→ **Supplied information**:

++++++++++++++++++++

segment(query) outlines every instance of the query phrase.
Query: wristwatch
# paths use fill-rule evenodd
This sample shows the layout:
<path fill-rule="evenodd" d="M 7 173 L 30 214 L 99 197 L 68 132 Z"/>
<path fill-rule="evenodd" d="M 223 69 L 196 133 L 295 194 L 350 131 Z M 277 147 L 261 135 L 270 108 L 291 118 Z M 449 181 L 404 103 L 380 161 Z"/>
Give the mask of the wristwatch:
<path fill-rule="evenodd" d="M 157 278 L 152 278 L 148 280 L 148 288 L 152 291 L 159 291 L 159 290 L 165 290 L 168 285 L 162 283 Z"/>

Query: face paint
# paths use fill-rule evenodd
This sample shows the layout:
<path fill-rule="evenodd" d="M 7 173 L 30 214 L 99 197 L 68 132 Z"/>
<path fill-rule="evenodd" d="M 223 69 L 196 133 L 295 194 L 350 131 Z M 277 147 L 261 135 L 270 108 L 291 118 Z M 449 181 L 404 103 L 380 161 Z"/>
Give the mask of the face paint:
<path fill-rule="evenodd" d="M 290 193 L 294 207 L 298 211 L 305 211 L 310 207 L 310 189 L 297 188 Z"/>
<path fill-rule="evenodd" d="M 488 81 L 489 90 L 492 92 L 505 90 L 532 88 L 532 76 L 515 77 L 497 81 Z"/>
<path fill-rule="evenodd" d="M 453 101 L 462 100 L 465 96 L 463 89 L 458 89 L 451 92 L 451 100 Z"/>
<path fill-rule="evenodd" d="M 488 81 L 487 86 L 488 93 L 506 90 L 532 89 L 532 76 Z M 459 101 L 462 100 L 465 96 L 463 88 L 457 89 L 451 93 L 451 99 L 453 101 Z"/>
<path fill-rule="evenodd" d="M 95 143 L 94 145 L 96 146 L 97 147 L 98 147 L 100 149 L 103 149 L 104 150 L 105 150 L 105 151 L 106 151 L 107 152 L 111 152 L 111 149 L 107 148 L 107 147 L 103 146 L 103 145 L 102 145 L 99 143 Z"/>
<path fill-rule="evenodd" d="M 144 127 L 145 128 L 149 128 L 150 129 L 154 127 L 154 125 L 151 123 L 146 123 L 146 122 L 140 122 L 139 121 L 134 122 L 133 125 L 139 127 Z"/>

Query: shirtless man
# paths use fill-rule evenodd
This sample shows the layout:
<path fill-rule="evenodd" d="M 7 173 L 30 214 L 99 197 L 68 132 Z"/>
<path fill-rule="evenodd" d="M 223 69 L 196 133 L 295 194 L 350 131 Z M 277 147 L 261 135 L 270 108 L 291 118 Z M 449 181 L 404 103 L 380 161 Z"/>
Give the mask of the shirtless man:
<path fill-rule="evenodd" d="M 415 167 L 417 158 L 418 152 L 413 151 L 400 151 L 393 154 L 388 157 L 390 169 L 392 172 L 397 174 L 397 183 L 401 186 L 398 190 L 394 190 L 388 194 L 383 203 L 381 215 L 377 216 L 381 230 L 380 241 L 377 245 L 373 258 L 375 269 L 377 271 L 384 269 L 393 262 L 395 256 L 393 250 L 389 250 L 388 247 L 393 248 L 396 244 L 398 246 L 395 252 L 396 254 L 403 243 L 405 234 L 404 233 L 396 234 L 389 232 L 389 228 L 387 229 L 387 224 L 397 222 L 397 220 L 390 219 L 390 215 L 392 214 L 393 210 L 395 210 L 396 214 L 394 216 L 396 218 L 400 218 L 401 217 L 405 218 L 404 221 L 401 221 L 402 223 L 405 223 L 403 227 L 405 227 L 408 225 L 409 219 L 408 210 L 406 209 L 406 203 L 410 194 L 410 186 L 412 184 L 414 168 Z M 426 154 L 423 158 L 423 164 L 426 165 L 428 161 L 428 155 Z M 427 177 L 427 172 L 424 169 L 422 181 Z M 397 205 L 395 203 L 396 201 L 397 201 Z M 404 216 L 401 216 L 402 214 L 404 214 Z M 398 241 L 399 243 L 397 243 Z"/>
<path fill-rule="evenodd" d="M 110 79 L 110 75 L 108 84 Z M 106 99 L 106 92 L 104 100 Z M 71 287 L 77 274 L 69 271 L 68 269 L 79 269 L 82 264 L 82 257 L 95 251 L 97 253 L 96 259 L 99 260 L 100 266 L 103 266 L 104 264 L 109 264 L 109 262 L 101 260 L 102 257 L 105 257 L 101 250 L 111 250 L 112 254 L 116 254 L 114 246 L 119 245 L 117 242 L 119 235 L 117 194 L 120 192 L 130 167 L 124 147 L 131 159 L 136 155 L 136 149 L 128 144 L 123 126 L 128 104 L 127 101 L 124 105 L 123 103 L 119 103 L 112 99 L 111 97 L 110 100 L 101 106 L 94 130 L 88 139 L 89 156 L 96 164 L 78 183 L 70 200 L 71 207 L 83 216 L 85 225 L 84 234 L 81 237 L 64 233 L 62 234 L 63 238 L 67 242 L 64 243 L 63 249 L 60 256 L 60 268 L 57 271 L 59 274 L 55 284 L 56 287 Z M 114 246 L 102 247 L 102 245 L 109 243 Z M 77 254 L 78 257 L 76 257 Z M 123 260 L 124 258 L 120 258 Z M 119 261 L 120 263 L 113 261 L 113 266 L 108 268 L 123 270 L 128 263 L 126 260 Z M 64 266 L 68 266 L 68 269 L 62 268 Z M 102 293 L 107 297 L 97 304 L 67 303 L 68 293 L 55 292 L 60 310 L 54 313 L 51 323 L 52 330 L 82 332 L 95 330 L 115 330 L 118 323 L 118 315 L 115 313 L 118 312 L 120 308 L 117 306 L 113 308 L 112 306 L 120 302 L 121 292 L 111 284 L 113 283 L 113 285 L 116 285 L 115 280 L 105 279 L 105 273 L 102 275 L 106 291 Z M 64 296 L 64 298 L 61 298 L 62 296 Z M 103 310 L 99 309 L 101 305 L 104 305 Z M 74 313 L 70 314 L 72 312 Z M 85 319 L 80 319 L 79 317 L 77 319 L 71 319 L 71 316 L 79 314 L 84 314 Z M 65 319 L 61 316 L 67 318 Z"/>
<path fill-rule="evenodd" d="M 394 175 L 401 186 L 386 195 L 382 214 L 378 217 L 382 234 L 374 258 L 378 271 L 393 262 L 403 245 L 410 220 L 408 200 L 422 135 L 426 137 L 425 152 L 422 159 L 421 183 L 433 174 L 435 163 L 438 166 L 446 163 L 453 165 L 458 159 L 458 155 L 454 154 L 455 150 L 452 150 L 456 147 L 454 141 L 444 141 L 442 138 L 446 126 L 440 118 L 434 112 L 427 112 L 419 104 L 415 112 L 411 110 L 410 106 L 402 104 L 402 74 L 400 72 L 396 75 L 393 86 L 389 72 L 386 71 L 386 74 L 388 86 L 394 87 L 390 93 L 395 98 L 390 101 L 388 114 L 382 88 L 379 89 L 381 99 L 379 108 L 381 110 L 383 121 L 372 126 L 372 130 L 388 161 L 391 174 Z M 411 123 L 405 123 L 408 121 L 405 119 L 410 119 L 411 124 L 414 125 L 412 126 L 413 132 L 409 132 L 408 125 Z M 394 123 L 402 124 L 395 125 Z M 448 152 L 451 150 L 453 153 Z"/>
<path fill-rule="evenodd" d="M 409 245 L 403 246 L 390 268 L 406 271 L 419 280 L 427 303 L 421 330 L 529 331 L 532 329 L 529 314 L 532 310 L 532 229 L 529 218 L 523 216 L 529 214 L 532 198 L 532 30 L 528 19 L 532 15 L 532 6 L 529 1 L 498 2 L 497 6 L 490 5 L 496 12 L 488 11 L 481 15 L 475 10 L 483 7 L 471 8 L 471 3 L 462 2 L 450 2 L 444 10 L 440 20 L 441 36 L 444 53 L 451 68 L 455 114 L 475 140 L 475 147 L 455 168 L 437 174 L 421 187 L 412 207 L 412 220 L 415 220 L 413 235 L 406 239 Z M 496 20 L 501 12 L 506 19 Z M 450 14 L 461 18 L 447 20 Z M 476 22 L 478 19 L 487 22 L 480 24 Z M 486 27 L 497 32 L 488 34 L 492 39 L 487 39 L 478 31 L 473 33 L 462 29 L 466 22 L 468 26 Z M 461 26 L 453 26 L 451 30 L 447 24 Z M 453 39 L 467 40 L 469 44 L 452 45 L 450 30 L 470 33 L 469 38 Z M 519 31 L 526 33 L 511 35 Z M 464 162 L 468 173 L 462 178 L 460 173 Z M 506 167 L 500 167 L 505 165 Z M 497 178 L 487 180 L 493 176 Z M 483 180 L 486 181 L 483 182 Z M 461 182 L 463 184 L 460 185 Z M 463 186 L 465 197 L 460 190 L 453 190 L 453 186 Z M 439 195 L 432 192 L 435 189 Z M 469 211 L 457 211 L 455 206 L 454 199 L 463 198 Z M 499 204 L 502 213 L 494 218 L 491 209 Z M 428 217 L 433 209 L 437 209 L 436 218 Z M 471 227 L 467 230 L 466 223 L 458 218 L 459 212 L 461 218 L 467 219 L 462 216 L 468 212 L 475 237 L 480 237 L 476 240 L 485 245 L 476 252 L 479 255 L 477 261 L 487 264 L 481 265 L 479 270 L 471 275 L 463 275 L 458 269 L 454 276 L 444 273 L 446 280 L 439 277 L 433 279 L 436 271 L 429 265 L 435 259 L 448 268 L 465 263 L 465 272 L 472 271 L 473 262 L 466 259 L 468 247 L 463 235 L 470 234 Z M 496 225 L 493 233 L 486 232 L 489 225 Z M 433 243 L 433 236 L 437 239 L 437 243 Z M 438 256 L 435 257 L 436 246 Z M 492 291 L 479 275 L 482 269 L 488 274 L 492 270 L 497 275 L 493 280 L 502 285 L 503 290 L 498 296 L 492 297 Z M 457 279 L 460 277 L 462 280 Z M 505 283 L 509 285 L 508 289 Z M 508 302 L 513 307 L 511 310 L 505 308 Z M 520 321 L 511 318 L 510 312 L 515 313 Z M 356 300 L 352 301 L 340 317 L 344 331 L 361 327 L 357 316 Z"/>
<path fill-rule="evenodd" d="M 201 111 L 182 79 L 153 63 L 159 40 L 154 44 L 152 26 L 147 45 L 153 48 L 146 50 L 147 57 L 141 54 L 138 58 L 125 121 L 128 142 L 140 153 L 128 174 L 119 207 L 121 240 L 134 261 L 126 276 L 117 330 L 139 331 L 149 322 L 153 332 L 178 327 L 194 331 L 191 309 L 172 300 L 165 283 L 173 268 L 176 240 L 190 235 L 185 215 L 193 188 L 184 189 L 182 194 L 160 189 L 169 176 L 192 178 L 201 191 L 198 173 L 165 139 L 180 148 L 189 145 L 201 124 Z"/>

++++++++++++++++++++

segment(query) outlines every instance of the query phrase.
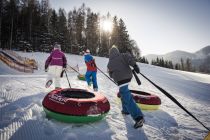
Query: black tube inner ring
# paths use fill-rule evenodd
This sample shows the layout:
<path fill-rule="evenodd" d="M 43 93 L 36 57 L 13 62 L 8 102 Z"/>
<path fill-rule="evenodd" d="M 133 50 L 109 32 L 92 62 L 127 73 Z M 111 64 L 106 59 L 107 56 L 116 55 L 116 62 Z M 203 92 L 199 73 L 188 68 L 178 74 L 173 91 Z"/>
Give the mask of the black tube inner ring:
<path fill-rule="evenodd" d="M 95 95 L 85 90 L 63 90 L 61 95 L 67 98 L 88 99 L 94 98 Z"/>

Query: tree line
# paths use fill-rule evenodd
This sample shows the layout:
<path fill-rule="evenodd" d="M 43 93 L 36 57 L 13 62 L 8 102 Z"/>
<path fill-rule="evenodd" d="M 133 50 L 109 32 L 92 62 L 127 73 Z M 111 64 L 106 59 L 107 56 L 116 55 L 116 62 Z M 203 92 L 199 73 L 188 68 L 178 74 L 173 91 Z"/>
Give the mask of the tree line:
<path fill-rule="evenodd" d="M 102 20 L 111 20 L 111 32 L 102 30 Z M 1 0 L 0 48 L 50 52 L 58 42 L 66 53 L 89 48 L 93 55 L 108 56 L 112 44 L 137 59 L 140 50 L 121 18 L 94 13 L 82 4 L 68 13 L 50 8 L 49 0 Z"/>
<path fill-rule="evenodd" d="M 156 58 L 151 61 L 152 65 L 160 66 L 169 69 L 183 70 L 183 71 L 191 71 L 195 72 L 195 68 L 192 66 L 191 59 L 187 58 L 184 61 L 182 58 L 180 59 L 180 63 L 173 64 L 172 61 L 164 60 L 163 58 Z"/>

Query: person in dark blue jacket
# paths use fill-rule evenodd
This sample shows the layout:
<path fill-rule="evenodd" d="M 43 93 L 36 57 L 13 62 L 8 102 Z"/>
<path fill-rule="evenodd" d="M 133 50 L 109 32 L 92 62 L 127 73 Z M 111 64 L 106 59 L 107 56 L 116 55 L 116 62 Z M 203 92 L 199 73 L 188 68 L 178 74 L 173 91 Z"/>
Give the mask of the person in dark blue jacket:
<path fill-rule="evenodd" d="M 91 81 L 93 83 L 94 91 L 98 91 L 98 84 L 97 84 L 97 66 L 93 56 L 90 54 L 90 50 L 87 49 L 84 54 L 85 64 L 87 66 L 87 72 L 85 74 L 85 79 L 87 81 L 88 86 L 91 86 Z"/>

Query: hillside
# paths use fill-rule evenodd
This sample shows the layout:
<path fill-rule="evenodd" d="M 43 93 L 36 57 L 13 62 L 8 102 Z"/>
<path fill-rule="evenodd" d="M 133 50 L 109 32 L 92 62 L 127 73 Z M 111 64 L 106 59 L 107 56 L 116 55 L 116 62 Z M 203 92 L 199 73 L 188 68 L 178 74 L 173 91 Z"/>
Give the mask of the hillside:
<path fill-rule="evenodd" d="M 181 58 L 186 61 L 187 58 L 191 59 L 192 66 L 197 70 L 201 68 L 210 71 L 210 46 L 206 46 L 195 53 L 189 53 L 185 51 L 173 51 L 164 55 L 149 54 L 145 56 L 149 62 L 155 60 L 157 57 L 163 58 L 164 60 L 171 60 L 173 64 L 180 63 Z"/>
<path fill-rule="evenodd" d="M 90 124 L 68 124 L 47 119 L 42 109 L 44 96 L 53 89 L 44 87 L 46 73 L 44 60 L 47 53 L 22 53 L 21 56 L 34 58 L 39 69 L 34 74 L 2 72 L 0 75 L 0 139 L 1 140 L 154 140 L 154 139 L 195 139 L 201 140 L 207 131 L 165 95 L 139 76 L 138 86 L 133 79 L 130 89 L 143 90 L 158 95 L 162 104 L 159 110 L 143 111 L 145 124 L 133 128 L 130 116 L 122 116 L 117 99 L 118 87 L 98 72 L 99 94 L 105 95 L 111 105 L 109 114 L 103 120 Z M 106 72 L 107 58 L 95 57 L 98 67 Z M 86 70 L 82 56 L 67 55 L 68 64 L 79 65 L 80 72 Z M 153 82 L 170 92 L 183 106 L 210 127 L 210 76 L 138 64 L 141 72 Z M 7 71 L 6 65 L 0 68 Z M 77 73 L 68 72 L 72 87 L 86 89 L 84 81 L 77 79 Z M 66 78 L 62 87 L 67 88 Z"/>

++++++++++++++++++++

→ **To be done**:
Please copy the rows from the line with "Query: tree line" up to and including the line with "91 81 L 93 83", swapping "layout" for "format" and changing nothing else.

→ **Answer**:
Query: tree line
# paths use fill-rule evenodd
This sample shows the format:
<path fill-rule="evenodd" d="M 43 93 L 36 57 L 13 62 L 8 102 Z"/>
<path fill-rule="evenodd" d="M 133 50 L 109 32 L 92 62 L 127 73 Z M 111 64 L 106 59 L 107 56 L 116 55 L 116 62 Z M 203 92 L 199 73 L 188 68 L 178 74 L 173 91 Z"/>
Give the mask of the tree line:
<path fill-rule="evenodd" d="M 102 20 L 111 20 L 111 32 L 102 30 Z M 1 0 L 0 48 L 50 52 L 58 42 L 66 53 L 89 48 L 93 55 L 108 56 L 112 44 L 137 59 L 140 50 L 121 18 L 94 13 L 82 4 L 68 13 L 50 8 L 49 0 Z"/>
<path fill-rule="evenodd" d="M 156 58 L 151 61 L 152 65 L 160 66 L 169 69 L 183 70 L 183 71 L 191 71 L 195 72 L 195 68 L 192 66 L 191 59 L 187 58 L 184 61 L 182 58 L 180 59 L 180 63 L 173 64 L 172 61 L 164 60 L 163 58 Z"/>

Query: person in dark blue jacket
# paths use fill-rule evenodd
This sample shows the format:
<path fill-rule="evenodd" d="M 43 93 L 36 57 L 13 62 L 8 102 Z"/>
<path fill-rule="evenodd" d="M 133 50 L 109 32 L 92 62 L 127 73 Z M 111 64 L 106 59 L 107 56 L 116 55 L 116 62 Z M 203 92 L 199 73 L 188 68 L 178 74 L 173 91 Z"/>
Give the mask of the person in dark blue jacket:
<path fill-rule="evenodd" d="M 91 81 L 93 83 L 94 91 L 98 91 L 98 84 L 97 84 L 97 66 L 93 56 L 90 54 L 90 50 L 87 49 L 84 54 L 85 64 L 87 66 L 87 72 L 85 74 L 85 79 L 87 81 L 88 86 L 91 86 Z"/>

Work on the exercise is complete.